## Page excerpt
Compilation problems for loop parallelization

Hello,

I would like to improve performances of my code using parallelization of a loop. The loop’s data input are common for all loop cycles but the computations are clearly independent for each cycle. I think it is perfectly convenient for parallelization, though this loop calls a function which itself calls other subroutines and functions in chain but automatic inlining allows to make it parallelizable (at least to some extent, see below). The output of the loop is a 1D array of ‘nf’ complex numbers (‘nf’ being the number of cycles of the loop) which I want to finally export to a text file (separating real and imaginary parts of the complex number) for further processing with other softwares.

Here is the part of the code containing the loop I intend to parallelize:

273	!call acc_init(acc_device_nvidia)
274	!$acc region
275	!$acc do kernel, parallel, independent, private(k)
276	do k=1,nf
277		GxxV(k)=Gxxf(k,nl,d,c0,pi,fmin,df,eps,mu,sigma,alpha,dz,rho,theta,eta,zeta)
278	enddo
279	!$acc end region
280	open(unit=1,file='plmexjxFGPU64.out',status='replace')
281	do l=1,nf
282		write(1,*) real(GxxV(l)),imag(GxxV(l))
283	enddo
284	close(1)

The compiler command I used:

pgfortran plmexjx.f90 zbsubs.f machine.f90 -ta=nvidia -Minfo=accel -Minline,reshape -Mipa=inline,reshape

The compiler messages I got from it (Minfo=accel messages only):

plmexjx.f90:
zbsubs.f:
machine.f90:
plmexjx.f90:
PGF90-W-0155-Accelerator region ignored; see -Minfo messages  (plmexjx.f90: 274)
plmexjx:
    274, Accelerator region ignored
    276, Accelerator restriction: function/procedure calls are not supported
         277, Accelerator restriction: function/procedure calls are not supported
  0 inform,   1 warnings,   0 severes, 0 fatal for plmexjx
zbsubs.f:
machine.f90:
IPA: no IPA optimizations for 1 source files
IPA: Recompiling plmexjx.obj: new IPA information
plmexjx:
    274, Accelerator region ignored
    276, Accelerator restriction: size of the GPU copy of an array depends on values computed in this loop
                   277, Accelerator restriction: function/procedure calls are not supported
                   277, Accelerator restriction: : array accessed with too many dimensions, possibly due to inlining: ..inline
                        Accelerator restriction: : array accessed with too many dimensions, possibly due to inlining: real(..inline)
                        Accelerator restriction: : array accessed with too many dimensions, possibly due to inlining: imag(..inline)

## Data block
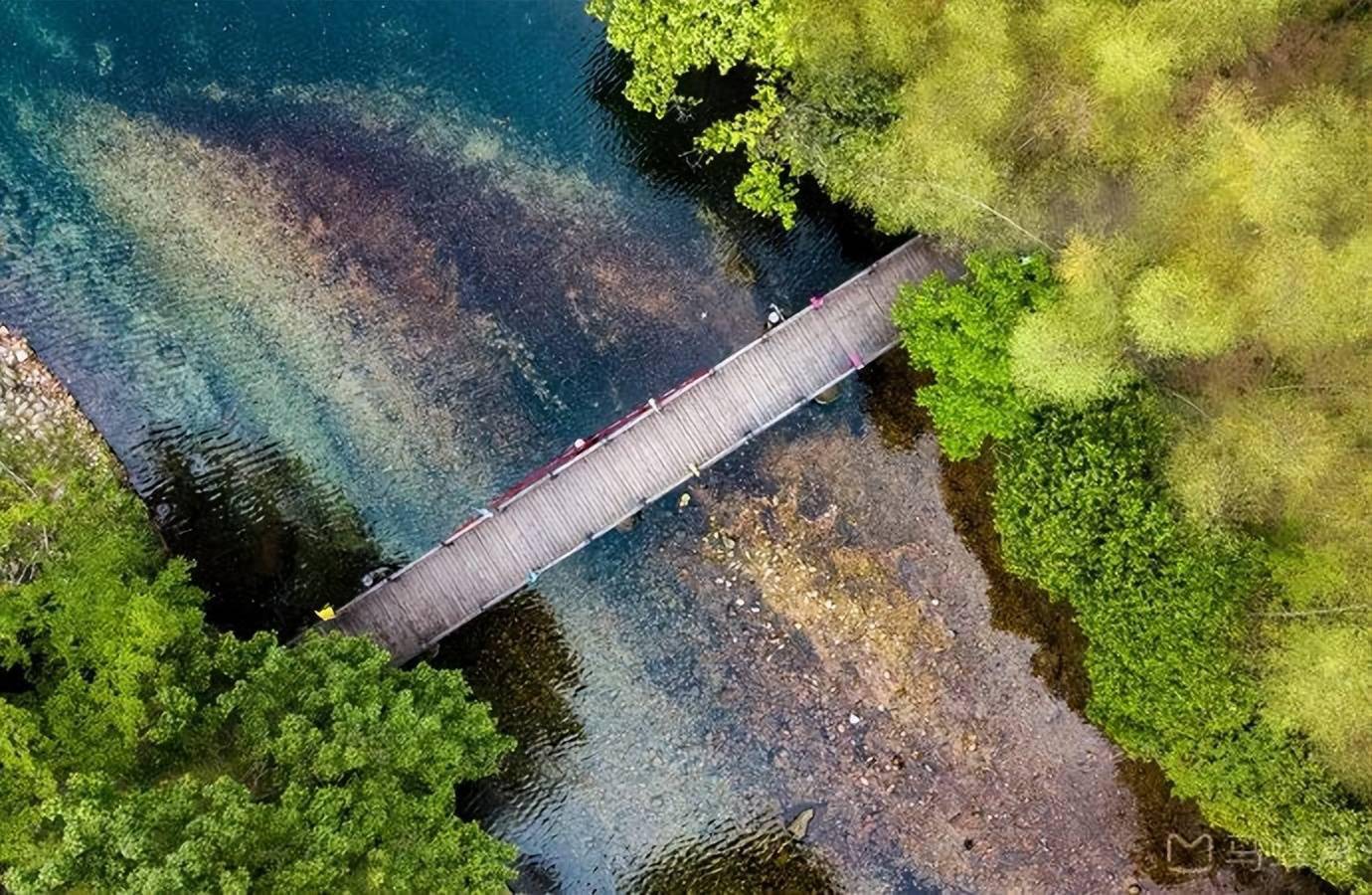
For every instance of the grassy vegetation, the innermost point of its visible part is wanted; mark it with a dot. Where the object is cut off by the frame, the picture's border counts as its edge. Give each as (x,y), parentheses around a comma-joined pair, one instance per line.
(1177,657)
(1183,410)
(143,751)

## Exercises
• 1. Answer these about the loop parallelization post:
(a) What does the loop output, and how many items are in it?
(b) What is the name of the file the results are written to?
(c) After recompiling with IPA, what restriction does the compiler report for line 276?
• 2. Write the next part of the loop parallelization post, picking up right after its last compiler message.
The listing has nothing to do with the loop parallelization post.

## Answers
• 1.
(a) A 1D array of 'nf' complex numbers, where 'nf' is the number of cycles of the loop.
(b) plmexjxFGPU64.out
(c) The size of the GPU copy of an array depends on values computed in this loop.

• 2.
                        Accelerator restriction: size of the GPU copy of '..inline' is unknown
                        Accelerator restriction: array accessed with too many dimensions, possibly due to inlining
                        Accelerator restriction: size of the GPU copy of an array depends on values computed in this loop
                        Accelerator restriction: one or more arrays have unknown size
              277, Accelerator restriction: size of the GPU copy of '..inline' is unknown
                   Accelerator restriction: loop has multiple exits
                   Accelerator restriction: one or more arrays have unknown size
                   Accelerator restriction: array accessed with too many dimensions, possibly due to inlining
  0 inform,   1 warnings,   0 severes, 0 fatal for plmexjx
IPA: Recompiling zbsubs.obj: new IPA information

I think several problems occured at compilation but I have difficulties in determining their origin:

  1. Apparently some inlining problems are still remaining but I cannot locate them because the list of ‘-Minfo=inline’ messages is so long that I cannot access the first messages in the compiler command window. Is there a way to export compilation messages to a text file…?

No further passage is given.